-- BEGIN RECORDS FOR THE EXERCISE --

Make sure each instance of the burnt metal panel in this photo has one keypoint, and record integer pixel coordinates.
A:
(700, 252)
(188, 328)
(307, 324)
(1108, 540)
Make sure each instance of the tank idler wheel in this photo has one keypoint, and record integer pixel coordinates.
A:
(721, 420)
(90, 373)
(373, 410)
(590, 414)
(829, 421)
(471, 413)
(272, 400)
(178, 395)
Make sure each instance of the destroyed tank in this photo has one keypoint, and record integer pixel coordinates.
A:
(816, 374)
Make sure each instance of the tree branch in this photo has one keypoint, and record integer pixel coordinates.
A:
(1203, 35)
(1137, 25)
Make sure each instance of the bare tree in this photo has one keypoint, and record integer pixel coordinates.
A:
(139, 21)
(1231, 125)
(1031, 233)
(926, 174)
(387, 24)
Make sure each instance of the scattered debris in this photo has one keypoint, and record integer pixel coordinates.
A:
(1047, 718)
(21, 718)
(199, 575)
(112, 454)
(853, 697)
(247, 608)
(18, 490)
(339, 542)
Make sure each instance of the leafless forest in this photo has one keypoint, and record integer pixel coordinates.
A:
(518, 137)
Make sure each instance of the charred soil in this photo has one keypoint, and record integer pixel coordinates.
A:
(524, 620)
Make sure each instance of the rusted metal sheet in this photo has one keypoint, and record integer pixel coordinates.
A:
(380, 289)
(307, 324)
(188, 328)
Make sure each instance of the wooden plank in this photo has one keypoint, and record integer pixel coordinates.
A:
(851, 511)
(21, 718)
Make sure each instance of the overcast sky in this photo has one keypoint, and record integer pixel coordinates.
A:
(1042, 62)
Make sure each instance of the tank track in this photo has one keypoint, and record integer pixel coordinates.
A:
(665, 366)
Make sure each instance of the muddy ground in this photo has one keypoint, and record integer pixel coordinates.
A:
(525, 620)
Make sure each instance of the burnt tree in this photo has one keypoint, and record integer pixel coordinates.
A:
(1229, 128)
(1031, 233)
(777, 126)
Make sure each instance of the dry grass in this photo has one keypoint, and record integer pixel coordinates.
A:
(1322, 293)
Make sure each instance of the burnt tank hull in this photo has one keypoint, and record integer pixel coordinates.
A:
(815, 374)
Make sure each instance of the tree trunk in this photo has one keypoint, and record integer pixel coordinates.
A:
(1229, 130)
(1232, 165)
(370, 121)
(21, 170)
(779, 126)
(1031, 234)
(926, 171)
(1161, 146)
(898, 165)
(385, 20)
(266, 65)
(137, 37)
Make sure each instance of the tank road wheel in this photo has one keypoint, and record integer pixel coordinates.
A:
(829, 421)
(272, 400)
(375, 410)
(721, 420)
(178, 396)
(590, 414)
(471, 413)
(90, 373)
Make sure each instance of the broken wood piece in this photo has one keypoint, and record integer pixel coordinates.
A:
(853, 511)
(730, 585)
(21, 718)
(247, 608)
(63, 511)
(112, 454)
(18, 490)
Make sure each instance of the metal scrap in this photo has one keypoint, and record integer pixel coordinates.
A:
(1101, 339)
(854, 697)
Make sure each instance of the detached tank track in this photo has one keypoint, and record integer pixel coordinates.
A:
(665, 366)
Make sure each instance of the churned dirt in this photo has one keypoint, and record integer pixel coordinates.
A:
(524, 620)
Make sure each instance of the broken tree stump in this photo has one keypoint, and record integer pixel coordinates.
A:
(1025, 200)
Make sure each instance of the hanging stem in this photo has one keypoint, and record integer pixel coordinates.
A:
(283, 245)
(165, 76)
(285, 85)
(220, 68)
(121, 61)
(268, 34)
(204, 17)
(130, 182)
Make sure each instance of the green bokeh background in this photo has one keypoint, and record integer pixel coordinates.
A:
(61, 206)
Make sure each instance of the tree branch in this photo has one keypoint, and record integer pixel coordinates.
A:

-- END RECORDS FOR THE EXERCISE --

◆ BRIEF ◆
Return every one of the records above word for word, without changing anything.

◆ TASK ANSWER ◆
Make sure each instance of the burnt metal panel in this photo has one keypoint, and record integer pixel coordinates.
A:
(700, 252)
(188, 328)
(307, 324)
(1108, 540)
Make sure each instance of the tank idler wheel in this photo has one keypoint, and record integer pixel coordinates.
A:
(721, 420)
(90, 373)
(373, 410)
(590, 414)
(829, 421)
(471, 413)
(272, 400)
(178, 395)
Make sure each instance of the destroyed tank in this photo has one keypoint, and record integer pixel coordinates.
A:
(816, 374)
Make sure each instance of the tree branch in this photo has one keypoint, and record integer pixel coordinates.
A:
(1203, 35)
(1137, 25)
Make sure each instance of the bare tree in this photo has one keypoint, and record integer pixel coordinates.
A:
(139, 21)
(1231, 125)
(1031, 233)
(926, 174)
(387, 24)
Make sure each instance of the scattered debris in this photo has one keypoint, and record integer pixel coordinates.
A:
(1047, 718)
(21, 718)
(199, 575)
(112, 454)
(853, 697)
(247, 608)
(18, 490)
(339, 542)
Make sure each instance of the leafless forest in this photo has one keypoint, and record integer pixel coordinates.
A:
(518, 137)
Make sure each instance of the charred soil in this photo has one keypoint, and record integer pixel coordinates.
A:
(524, 620)
Make sure each instance of the rusted metal sheet in this photo has one keypoint, and record integer pixel coordinates.
A:
(380, 289)
(307, 324)
(188, 328)
Make sure each instance of the wooden plank in this photo has one keypoint, and record integer pixel coordinates.
A:
(851, 511)
(21, 718)
Make sure each instance of the overcast sky in this photo has one keypoint, and record integer pixel coordinates.
A:
(1042, 62)
Make sure each instance of the tank track in this photo has one keypoint, and record integer pixel coordinates.
A:
(665, 366)
Make sure each instance of the muddy ground in this photo has one keypoint, and record integer pixel coordinates.
A:
(525, 620)
Make sure each instance of the burnt tree in this photo has one keypoint, and record integer pixel coordinates.
A:
(1229, 128)
(1031, 233)
(777, 126)
Make sure each instance of the dry grass in this photo has one keypoint, and record integer pixel coordinates.
A:
(1322, 293)
Make sure each instance of the burnt tank hull in this photo has one keypoint, and record integer pixel coordinates.
A:
(815, 374)
Make sure each instance of the tree trunk in this photo has one keypoint, and record integer pixel coordinates.
A:
(1229, 130)
(1232, 165)
(370, 121)
(21, 170)
(779, 126)
(1031, 234)
(926, 171)
(1161, 146)
(898, 165)
(385, 20)
(266, 65)
(137, 37)
Make sure each instance of the tank road wheel in this photo has one keypoint, and record integer pixel coordinates.
A:
(829, 421)
(272, 400)
(375, 410)
(721, 420)
(178, 396)
(590, 414)
(471, 413)
(90, 373)
Make sure each instance of the broken wood piece in this photo has one keypoint, and record integer pixel coordinates.
A:
(853, 511)
(730, 585)
(21, 718)
(247, 608)
(63, 511)
(112, 454)
(18, 490)
Make sure each instance of the metal scrap in this photo has one keypoint, and record integer pixel coordinates.
A:
(1101, 339)
(854, 697)
Make sure each instance of the detached tank track in this photo has one keypoint, and record integer pixel coordinates.
A:
(665, 366)
Make sure each instance of the churned dirt in this photo has one keypoint, and record integer pixel coordinates.
A:
(524, 620)
Make sure each instance of the broken tree stump in this photo has one keypoint, and record integer pixel coordinates.
A:
(1025, 200)
Make sure each instance of the hanging stem in this photo has one keypoint, and record integer pixel coordinates.
A:
(283, 245)
(165, 76)
(285, 85)
(220, 68)
(121, 61)
(268, 34)
(204, 17)
(130, 182)
Make sure each instance of the green bokeh background in this photo has one keypoint, and record integer pixel coordinates.
A:
(61, 206)
Make sure each instance of the tree branch in this photo has one keypoint, and record integer pixel coordinates.
A:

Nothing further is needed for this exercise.